• **Extrait choisi**

Sur un autre plan, que faire avec les personnes que l'on voudrait expulser mais dont on ignore le pays d'origine et la nationalité, ce qui arrive assez souvent ? Enfin, comment traiter le lancinant problème de Mayotte, qui compte à présent 200 000 immigrés et où la maternité, l'année dernière, a accouché plus de 10 000 femmes, qui provenaient principalement des îles de la Grande Comore, Mohéli et Anjouan?
L'agence Frontex, en devenant l'Agence européenne de garde-frontières et de garde-côtes, a vu ses moyens augmenter sensiblement en hommes et en financement depuis 2016. Or, à la Sorbonne, le président de la République a annoncé la création d'une police européenne des frontières « pour maîtriser efficacement nos frontières, accueillir dignement les réfugiés (…) et renvoyer rapidement ceux qui ne sont pas éligibles au droit d'asile » ; en quoi cette force en projet différera-t-elle de l'Agence ?
Hier a pris fin la bataille de Raqqa, capitale officieuse de Daech à partir de laquelle ont été planifiés et dirigé plusieurs attentats commis en Europe, dont ceux de Paris et de Saint-Denis le 13 novembre 2015. Selon des sources syriennes, de 200 à 300 djihadistes étrangers seraient retranchés dans cette ville, y compris des Français, dont Abdelilah Himish qui pourrait être impliqué dans les attentats de Paris et de Bruxelles. Quel sera leur sort ? Comment éviter qu'ils ne s'échappent pour revenir dans leurs pays d'origine et y commettre éventuellement de nouveaux actes terroristes ?
Député de l'opposition constructive, je juge que la circulaire que vous avez publiée hier et qui prévoit de mettre résolument en oeuvre les mesures d'expulsion des étrangers « représentant une menace pour l'ordre public et les étrangers incarcérés » traduit une sage décision qui aurait dû être prise il y a longtemps. Faut-il s'attendre que la Cour européenne des droits de l'homme fasse obstacle à l'application de cette circulaire ?
Il existe vingt-six centres de rétention administrative ; tous sont saturés. Les capacités doivent être renforcées à très court terme.
Je considère que, pour les étrangers incarcérés, la compétence devrait être transférée du ministère de la justice au ministère de l'intérieur.

• **Objectif a**
Recopiez sans rien changer la partie des enregistrements qui va de la ligne contenant « the car windshield. » jusqu'à la fin des enregistrements, cette première ligne comprise.
L'extrait et les enregistrements n'ont aucun rapport entre eux.

• **Entrées**
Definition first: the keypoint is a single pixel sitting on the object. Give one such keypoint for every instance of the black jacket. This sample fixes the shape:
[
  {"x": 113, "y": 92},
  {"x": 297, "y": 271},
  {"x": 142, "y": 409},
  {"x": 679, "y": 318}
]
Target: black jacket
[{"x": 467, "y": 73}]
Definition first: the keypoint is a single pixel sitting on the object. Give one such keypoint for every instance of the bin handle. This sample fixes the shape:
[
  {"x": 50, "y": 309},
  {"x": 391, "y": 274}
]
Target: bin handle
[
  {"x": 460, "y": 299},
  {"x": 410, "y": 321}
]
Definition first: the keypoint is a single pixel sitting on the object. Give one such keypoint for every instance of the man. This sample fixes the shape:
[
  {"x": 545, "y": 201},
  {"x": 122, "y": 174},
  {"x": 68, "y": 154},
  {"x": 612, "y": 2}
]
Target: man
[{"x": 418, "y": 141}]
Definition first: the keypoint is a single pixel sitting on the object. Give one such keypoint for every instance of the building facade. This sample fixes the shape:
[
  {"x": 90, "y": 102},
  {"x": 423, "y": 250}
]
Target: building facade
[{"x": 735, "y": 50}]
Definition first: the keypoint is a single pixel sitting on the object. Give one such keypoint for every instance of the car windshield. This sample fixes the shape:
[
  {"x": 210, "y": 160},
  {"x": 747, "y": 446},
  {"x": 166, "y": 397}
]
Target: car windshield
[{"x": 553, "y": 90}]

• **Objectif b**
Notez mot pour mot le passage de l'extrait qui commence aux mots « Député de l'opposition » et s'arrête après « cette circulaire ? ».

• **Résultat a**
Definition first: the keypoint is a single pixel sitting on the object. Give one such keypoint for every instance of the car windshield. This sample fixes the shape:
[
  {"x": 210, "y": 160},
  {"x": 747, "y": 446},
  {"x": 166, "y": 397}
]
Target: car windshield
[{"x": 553, "y": 90}]

• **Résultat b**
Député de l'opposition constructive, je juge que la circulaire que vous avez publiée hier et qui prévoit de mettre résolument en oeuvre les mesures d'expulsion des étrangers « représentant une menace pour l'ordre public et les étrangers incarcérés » traduit une sage décision qui aurait dû être prise il y a longtemps. Faut-il s'attendre que la Cour européenne des droits de l'homme fasse obstacle à l'application de cette circulaire ?